• **Extrait fourni**:
►
Chef du département des Affaires internationales au ministère de la Culture de 1995 à 1999 puis directeur général de la Villa Arson à Nice, Alain Lombard est aujourd’hui commissaire général pour la France des Années croisées France-Chine 2003-2005. Il publie en septembre Politique culturelle internationale : le modèle français face à la mondialisation (Actes Sud). Il commente l’actualité.
Présidées par Jean-Pierre Angremy, les Années croisées France-Chine, dont vous êtes le commissaire général pour la France, se sont ouvertes avec l’exposition “Alors la Chine ?” au Centre Georges-Pompidou. Quels sont les principaux événements à venir ?
Après plusieurs expositions présentées en avant-première, celle dont vous parlez mais aussi la quinzaine d’expositions de photographes chinois à Arles (un panorama au sein duquel se détachent notamment les travaux troublants de Gao Bo ou de la jeune Chen Linyang), l’Année de la Chine en France va véritablement commencer en octobre. Elle s’achèvera en juillet 2004. Pendant les dix prochains mois, les rendez-vous vont se multiplier, qu’ils concernent la “Chine éternelle”, la “Chine des traditions et de la diversité” et la “Chine des créateurs et de la modernité”.
◄
• **Actions demandées**:
1. D'après l'entretien sur les Années croisées France-Chine, en quel mois l'Année de la Chine en France doit-elle s'achever ?
2. Prolongez l'entretien sur les Années croisées France-Chine après sa dernière phrase.

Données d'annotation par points
►
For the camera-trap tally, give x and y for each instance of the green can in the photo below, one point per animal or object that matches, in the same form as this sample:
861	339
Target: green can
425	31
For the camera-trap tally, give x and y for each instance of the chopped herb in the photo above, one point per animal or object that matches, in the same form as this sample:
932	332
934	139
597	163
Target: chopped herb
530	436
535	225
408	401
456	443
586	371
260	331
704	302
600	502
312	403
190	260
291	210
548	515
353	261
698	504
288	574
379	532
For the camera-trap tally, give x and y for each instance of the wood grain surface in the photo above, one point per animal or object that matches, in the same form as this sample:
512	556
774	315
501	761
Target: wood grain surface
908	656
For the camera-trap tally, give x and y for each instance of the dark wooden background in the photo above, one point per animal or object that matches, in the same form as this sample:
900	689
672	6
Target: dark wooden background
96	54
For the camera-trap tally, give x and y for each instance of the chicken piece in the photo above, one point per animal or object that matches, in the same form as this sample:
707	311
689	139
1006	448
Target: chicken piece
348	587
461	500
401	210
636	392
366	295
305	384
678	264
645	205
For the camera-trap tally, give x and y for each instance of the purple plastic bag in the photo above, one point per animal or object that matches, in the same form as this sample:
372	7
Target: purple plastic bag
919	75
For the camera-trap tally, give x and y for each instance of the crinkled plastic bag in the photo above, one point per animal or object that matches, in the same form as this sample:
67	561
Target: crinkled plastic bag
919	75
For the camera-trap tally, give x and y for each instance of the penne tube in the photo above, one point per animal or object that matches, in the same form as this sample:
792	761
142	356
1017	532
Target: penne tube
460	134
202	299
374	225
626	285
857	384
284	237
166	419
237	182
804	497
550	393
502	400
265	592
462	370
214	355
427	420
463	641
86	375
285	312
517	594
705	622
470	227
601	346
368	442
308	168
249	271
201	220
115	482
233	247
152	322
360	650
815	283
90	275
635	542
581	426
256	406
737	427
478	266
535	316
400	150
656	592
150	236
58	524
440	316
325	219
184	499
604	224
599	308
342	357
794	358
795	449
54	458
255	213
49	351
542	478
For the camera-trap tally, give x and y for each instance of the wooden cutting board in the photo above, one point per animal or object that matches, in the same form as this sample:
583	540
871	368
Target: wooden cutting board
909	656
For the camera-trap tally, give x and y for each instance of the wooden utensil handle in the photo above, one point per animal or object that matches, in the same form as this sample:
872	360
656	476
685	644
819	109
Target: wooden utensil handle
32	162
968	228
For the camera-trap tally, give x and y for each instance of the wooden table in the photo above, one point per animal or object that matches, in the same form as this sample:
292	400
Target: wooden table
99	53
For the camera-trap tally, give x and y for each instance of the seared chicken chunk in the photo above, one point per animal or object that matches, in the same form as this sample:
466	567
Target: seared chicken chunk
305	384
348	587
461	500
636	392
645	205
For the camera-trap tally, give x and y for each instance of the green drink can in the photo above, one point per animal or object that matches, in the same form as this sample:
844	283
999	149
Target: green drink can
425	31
◄
• **Réponses attendues**:
1. En juillet 2004.

2.
De grandes expositions patrimoniales vont être inaugurées dès le mois d’octobre, à l’exemple de celle sur Confucius au Musée Guimet, celle consacrée aux grandes découvertes archéologiques du Séchouan (Salle Saint-Jean, Paris) et du Guangxi (Musée Sainte-Croix, Poitiers). Pour les périodes modernes et contemporaines, notons la peinture chinoise au XXe siècle à la Porte dorée et des rétrospectives consacrées à Chen Zhen (Palais de Tokyo) et Zao Wou-ki (Jeu de paume). Des défilés de mode seront organisés au Carrousel du Louvre tandis que l’Orchestre national et le Ballet national de Chine entament une tournée. Sans oublier les spectacles innovants du Festival d’automne à Paris. Le programme va se poursuivre tout au long de l’année 2004. Je ne citerai que quelques étapes particulièrement importantes : une vaste tournée des Étoiles du cirque de Pékin, une centaine de films chinois à la Cinémathèque française, une célébration sans précédent du Nouvel An chinois fin janvier, une exposition de peintures anciennes au Grand Palais, la promotion de la littérature chinoise au Salon du livre, la présentation d’un nouvel opéra de Tan Dun et une grande exposition d’art contemporain en juin à Lyon. Il faudrait aussi évoquer les nombreuses résidences d’artistes et les échanges avec des écoles d’art, les colloques, les manifestations scientifiques...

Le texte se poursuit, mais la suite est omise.